- **Tasks for this exercise**:
A. In the case abstract, what goods were involved in the dispute?
B. List every field label in the header of the case abstract, from the decision date through the goods involved.
C. Using the case abstract, explain why Italy is marked as the plaintiff's country and Switzerland as the defendant's.

DATE OF DECISION: 19941220 (20 December 1994)


TRIBUNAL: Tribunal Cantonal Valais [Canton Appellate Court]

JUDGE(S): Unavailable


CASE NAME: Marmipedretti Graniti S.r.l. v. Nichini S.A. Pierres naturelles et artificielles

CASE HISTORY: Unavailable

SELLER'S COUNTRY: Italy (plaintiff)

BUYER'S COUNTRY: Switzerland (defendant)

GOODS INVOLVED: Blocks of stone

Case abstract

SWITZERLAND: Tribunal cantonal du Valais 20 December 1994

Case law on UNCITRAL texts (CLOUT) abstract no. 197

Reproduced with permission from UNCITRAL

The plaintiff, an Italian seller of natural and artificial stones, sued the defendant, a Swiss buyer, for the purchase price. The [buyer] neither contested delivery of the goods nor claimed lack of conformity of the goods.

- **Records**:
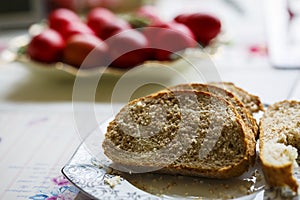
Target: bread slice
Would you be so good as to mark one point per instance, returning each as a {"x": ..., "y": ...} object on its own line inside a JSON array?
[
  {"x": 231, "y": 98},
  {"x": 252, "y": 102},
  {"x": 181, "y": 132},
  {"x": 280, "y": 142}
]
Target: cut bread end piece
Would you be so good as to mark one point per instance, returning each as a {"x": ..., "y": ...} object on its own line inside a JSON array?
[
  {"x": 184, "y": 132},
  {"x": 279, "y": 143}
]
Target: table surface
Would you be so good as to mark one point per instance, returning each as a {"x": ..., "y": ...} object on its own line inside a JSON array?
[{"x": 44, "y": 119}]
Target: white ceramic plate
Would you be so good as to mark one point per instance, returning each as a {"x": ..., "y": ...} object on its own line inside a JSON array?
[{"x": 89, "y": 170}]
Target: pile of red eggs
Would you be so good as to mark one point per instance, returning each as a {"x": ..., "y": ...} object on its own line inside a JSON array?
[{"x": 103, "y": 38}]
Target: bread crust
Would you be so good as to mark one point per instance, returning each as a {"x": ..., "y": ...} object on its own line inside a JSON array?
[
  {"x": 227, "y": 95},
  {"x": 276, "y": 175},
  {"x": 252, "y": 102},
  {"x": 237, "y": 169}
]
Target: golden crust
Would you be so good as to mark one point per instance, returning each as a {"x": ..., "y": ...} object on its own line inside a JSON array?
[
  {"x": 225, "y": 172},
  {"x": 252, "y": 102}
]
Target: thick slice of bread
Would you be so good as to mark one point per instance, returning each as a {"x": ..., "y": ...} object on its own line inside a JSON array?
[
  {"x": 181, "y": 132},
  {"x": 230, "y": 97},
  {"x": 279, "y": 141},
  {"x": 252, "y": 102}
]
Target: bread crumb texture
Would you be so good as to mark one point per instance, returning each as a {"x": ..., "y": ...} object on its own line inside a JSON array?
[
  {"x": 182, "y": 132},
  {"x": 280, "y": 143}
]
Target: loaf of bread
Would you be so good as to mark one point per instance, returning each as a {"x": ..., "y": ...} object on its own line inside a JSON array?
[
  {"x": 230, "y": 97},
  {"x": 180, "y": 132},
  {"x": 252, "y": 102},
  {"x": 279, "y": 143}
]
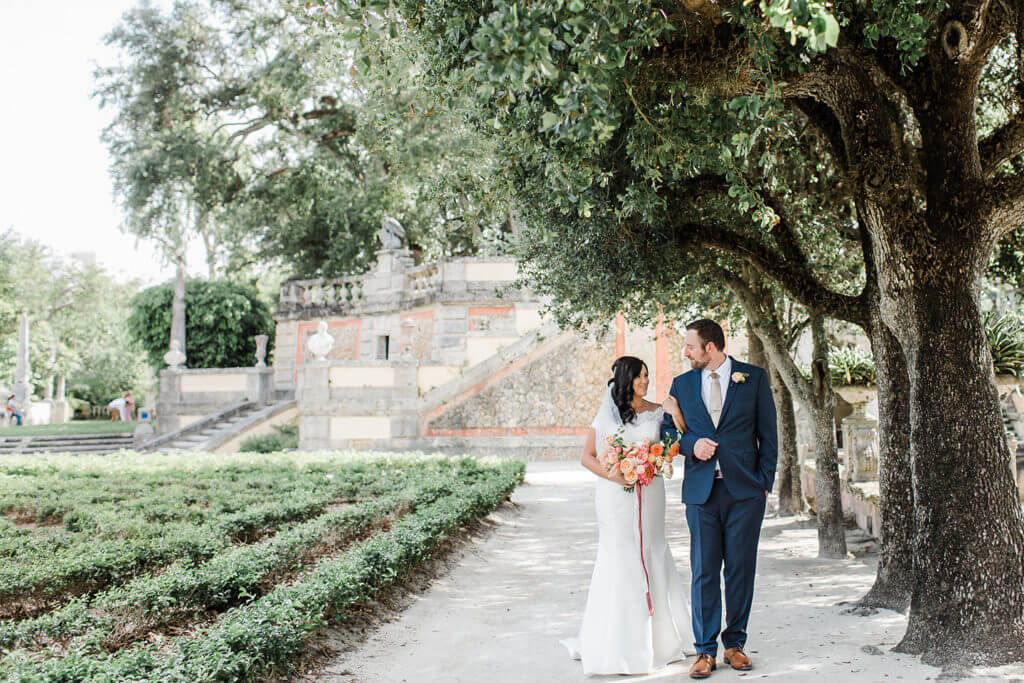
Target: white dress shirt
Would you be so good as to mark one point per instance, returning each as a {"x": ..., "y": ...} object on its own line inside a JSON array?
[{"x": 724, "y": 373}]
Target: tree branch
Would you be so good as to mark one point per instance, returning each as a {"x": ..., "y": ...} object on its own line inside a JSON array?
[
  {"x": 1004, "y": 199},
  {"x": 794, "y": 278},
  {"x": 1005, "y": 142},
  {"x": 768, "y": 332}
]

- **Complete answers**:
A. Blocks of stone.

B. DATE OF DECISION, TRIBUNAL, JUDGE(S), CASE NAME, CASE HISTORY, SELLER'S COUNTRY, BUYER'S COUNTRY, GOODS INVOLVED

C. The Italian seller of natural and artificial stones brought the suit against the Swiss buyer to collect the purchase price. That makes the Italian party the plaintiff and the Swiss party the defendant.